--- Start Quoted passage ---

Aging vs Airing: difference in flavor?

LOL, well in a sense this is right. I can’t try a young-but-decanted bottle of wine A and a well-aged but just opened bottle of wine A side by side without a time machine.

But come on. A 25-30 year old bottle of bordeaux tastes NOTHING like a recent vintage wine from the same producer/vineyard no matter how much air you give it. I mean NOTHING LIKE it. Not even in the same ballpark.

It’s like the difference between putting on a down parka on a February day in Chicago and lying on a beach in the Virgin Islands. Both are kinda-sorta warming, but that’s about where the comparison ends.

I have a question for John, though. Why can’t you age bottles yourself or buy well-aged bottles. Certainly can’t be money; there are oceans of well-aged, well-priced wines available if you look.

Lots of other good responses so far, but just to add another voice in answer to this question: none at all.

Larry, not sure if you’re answering the more complex question of what characteristics about a wine determine how it will age, or the original question does decanting mimic aging to any extent. But if the later, then my answer is it’s self evident. Wines given air don’t taste anything like they will taste after aging for X number of years.

I think we have to remember that not all wines age. Many wines hold, which is very different from aging, and a lot of people confuse holding (or even softening) with aging. My thinking is that wines with air more resemble wines that hold (or soften) rather than wines that truly age, like a classic good 25-30 year old Bordeaux as you describe. Other than this one distinction, I agree with what you have said Neal.

I tend to buy wine (and age wine) based on what I taste and like, not on what a machine says.

People in the trade do tastes hundreds of wines a year … all current releases.

Yeah, this is 100% correct. Also, I like John Morris’s answer. I believe there are some threads that discuss molecular changes in wine over time and their causes, including discussions about tannins, acids, and the SO2 and O levels in wine and their effect on aging. You also have a change in the acid structure of the wine, reflected in part by tartaric acid crystal formation over time if I recall. That stuff is not similarly affected by short term oxy blasts.

As for decanting evaporating aromas…well, that’s the whole reason for the debate about whether it’s actually a good thing. Ditching volatile aromas will occur in the first 10-30 minutes even without a decant. The decant accelerates that process, but also accelerates the evaporation of other aromas. I’ve read books citing blind studies that suggest decanting does more harm than good if your eyes are closed. Also, I’ve seen articles that suggest there is no change to tannic structure resulting from a decant before consumption. The idea that tannins soften with a decant is not supported by science. I believe the opposite is true with respect to long term aging.

Keeping bottles going past days 2 or 3 typically results in moderate oxidation, which is not a good thing and typically flattens the wine. A flat, unlively wine is not desired young or old in most instances. (and if you’d like to see a lively debate about how long a wine lasts on your counter, run a few searches and you’ll find threads).

Alright, I wouldn’t be a good berserker if I didn’t take the bait. [wink.gif]
What is the difference between aging, holding, and softening?

--- End Quoted passage ---
--- Start Information shown ---

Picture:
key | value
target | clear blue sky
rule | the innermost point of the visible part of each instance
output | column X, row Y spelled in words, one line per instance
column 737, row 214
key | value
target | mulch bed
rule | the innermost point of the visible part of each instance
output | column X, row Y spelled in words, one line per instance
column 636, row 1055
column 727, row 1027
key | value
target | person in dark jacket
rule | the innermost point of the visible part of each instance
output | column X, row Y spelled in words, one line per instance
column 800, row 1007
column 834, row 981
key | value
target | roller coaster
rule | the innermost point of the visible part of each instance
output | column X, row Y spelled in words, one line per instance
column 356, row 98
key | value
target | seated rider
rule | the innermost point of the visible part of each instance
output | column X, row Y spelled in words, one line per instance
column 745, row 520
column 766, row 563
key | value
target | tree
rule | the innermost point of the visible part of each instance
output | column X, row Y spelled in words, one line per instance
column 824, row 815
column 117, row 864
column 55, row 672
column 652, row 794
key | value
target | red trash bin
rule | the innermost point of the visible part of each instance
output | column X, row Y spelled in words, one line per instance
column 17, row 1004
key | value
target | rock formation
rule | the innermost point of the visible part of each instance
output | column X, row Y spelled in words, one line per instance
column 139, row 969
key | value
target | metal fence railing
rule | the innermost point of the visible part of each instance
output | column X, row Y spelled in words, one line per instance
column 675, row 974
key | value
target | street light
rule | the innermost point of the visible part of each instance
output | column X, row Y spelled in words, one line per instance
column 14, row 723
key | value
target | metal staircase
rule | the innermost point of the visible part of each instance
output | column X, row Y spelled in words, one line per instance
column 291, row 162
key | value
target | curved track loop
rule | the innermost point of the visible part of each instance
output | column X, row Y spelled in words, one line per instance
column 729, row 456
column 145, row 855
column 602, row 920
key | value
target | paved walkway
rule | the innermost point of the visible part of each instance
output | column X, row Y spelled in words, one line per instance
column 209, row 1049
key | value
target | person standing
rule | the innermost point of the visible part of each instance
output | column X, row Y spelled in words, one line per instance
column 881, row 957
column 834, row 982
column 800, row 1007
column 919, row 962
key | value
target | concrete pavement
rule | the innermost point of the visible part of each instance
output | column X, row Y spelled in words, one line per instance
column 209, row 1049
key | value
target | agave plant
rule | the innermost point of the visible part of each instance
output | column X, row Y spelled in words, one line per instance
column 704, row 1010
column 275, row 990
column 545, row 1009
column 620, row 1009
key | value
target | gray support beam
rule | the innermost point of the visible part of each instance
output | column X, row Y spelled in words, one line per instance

--- End Information shown ---

• Task set
#1 Answer these questions about the wine-aging thread:
(a) What age of Bordeaux does one writer say tastes nothing like a recent vintage from the same producer?
(b) Within what span of time does the thread say volatile aromas are lost even without a decant?
(c) Keeping bottles going past which days typically results in moderate oxidation?
#2 Reproduce the listing line for line, beginning with its first line and ending after the line that contains "column 652, row 794", with both of those lines included.
The listing is unrelated to the wine-aging thread.

• Responses for each task
#1
(a) A 25-30 year old bottle.
(b) The first 10-30 minutes.
(c) Days 2 or 3.

#2
Picture:
key | value
target | clear blue sky
rule | the innermost point of the visible part of each instance
output | column X, row Y spelled in words, one line per instance
column 737, row 214
key | value
target | mulch bed
rule | the innermost point of the visible part of each instance
output | column X, row Y spelled in words, one line per instance
column 636, row 1055
column 727, row 1027
key | value
target | person in dark jacket
rule | the innermost point of the visible part of each instance
output | column X, row Y spelled in words, one line per instance
column 800, row 1007
column 834, row 981
key | value
target | roller coaster
rule | the innermost point of the visible part of each instance
output | column X, row Y spelled in words, one line per instance
column 356, row 98
key | value
target | seated rider
rule | the innermost point of the visible part of each instance
output | column X, row Y spelled in words, one line per instance
column 745, row 520
column 766, row 563
key | value
target | tree
rule | the innermost point of the visible part of each instance
output | column X, row Y spelled in words, one line per instance
column 824, row 815
column 117, row 864
column 55, row 672
column 652, row 794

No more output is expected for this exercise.